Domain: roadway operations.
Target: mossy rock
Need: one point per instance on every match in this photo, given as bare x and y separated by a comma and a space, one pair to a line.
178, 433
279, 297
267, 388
• • • •
Exercise directions » Here the answer is the exact run of lines above, from the line with "Target: mossy rock" down to the last, and nothing else.

Exercise output »
Target: mossy rock
Need: one point per instance on every match in this photo, given as bare x and y separated by a comma and a space, one pair to a line.
178, 433
279, 297
267, 388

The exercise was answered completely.